Le mois suivant, j’avais soutenu et je suis rentré au Mali
J’ai participé à la CAN en tant que reporter pour l’ORTM avant de retourner pour une année supplémentaire pour une maîtrise en communication et rentrer définitivement cette fois.
Je sais que cette anecdote n’est rien comparée à celles que d’autres maliens aujourd’hui anonymes ou réputés peuvent rapporter. Eux tous ont eu besoin de rentrer participer à la construction du pays.
Ils l’ont fait et continuent de le faire sans aucun doute.
Sans aucun doute depuis 1960, cela se passe ainsi. Nous avons tous un faible pour notre pays. Au point de considérer bon nombre de mes compatriotes comme des nationalistes. Mais les connotations un peu négatives données à ce terme ces dernières années conseillent de reconnaître que mes compatriotes sont simplement patriotes, aimant profondément ce pays pour la grandeur de son histoire et le brassage social solide et pacifiste.
Sans se mettre dans une posture anthropologiste, disons que mes compatriotes ont regardé leur pays, au fil des générations avec plusieurs phases :
– – La génération sous Modibo KEITA avait un regard de pionniers, de précurseurs en ayant eu la chance de voir les premiers pas du jeune pays (nouvelles unités industrielles, nouvelles institutions, nouvelle armée, etc., tout malien !).
– – La génération des 23 ans de Moussa TRAORE a eu le regard sur un certain immobilisme étatique. Le rêve s’est brisé ou s’est arrêté (coup d’état, régime militaire, ajustement structurel, instabilité scolaire, rébellion, etc.).
– – Les générations de la démocratie ont eu un regard de rénovateur de l’Etat (multipartisme, suffrage universel direct, pluralisme de la presse, libertés d’associations, libéralisme économique, etc.).

☆ ☆ ☆

● **Exercices à faire**:
(A) Indiquez si chacune des affirmations suivantes concorde avec le texte sur le Mali, en répondant oui ou non et en citant les mots décisifs du texte : (i) le texte mentionne une participation à la CAN comme reporter pour l’ORTM ; (ii) la génération sous Moussa TRAORE avait un regard de pionniers ; (iii) la maîtrise évoquée dans le texte portait sur le droit.
(B) Selon le texte sur le Mali, quel regard les générations de la démocratie ont-elles porté sur leur pays ?
Appuyez-vous uniquement sur le texte sur le Mali.

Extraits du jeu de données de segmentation
☆ ☆ ☆

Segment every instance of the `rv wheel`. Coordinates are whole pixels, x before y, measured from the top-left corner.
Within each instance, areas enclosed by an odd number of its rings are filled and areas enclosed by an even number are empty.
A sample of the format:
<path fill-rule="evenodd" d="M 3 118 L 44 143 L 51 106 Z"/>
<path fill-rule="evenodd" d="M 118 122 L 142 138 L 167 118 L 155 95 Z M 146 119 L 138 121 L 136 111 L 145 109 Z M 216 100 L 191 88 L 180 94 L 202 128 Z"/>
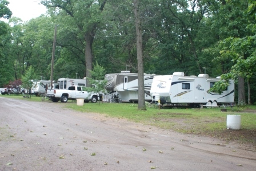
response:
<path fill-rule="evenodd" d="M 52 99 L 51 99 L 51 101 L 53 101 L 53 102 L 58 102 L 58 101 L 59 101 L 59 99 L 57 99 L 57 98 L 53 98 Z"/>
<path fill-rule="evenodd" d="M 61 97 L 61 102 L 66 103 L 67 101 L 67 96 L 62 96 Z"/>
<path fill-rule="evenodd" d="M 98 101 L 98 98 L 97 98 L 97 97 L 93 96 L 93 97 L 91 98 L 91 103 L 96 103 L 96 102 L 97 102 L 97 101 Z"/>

☆ ☆ ☆

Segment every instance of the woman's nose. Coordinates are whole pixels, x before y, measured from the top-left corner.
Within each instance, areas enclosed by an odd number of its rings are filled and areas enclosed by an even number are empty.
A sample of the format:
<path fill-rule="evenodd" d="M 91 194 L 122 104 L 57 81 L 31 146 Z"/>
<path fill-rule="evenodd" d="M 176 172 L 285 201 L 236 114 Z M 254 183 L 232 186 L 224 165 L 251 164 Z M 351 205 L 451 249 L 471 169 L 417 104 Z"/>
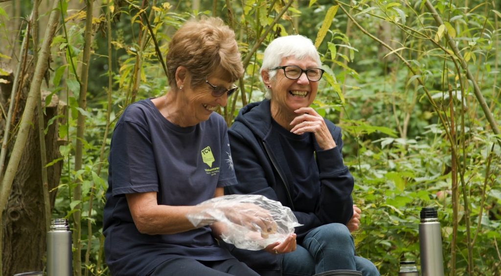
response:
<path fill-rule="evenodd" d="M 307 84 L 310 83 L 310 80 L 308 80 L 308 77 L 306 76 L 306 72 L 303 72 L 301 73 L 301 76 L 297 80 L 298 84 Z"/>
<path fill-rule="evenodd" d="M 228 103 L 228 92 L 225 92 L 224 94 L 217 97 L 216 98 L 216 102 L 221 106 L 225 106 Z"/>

☆ ☆ ☆

● **Résultats des exercices**:
(A)
(i) Oui : « J’ai participé à la CAN en tant que reporter pour l’ORTM »
(ii) Non : « La génération des 23 ans de Moussa TRAORE a eu le regard sur un certain immobilisme étatique. »
(iii) Non : « une maîtrise en communication »

(B) Un regard de rénovateur de l’État.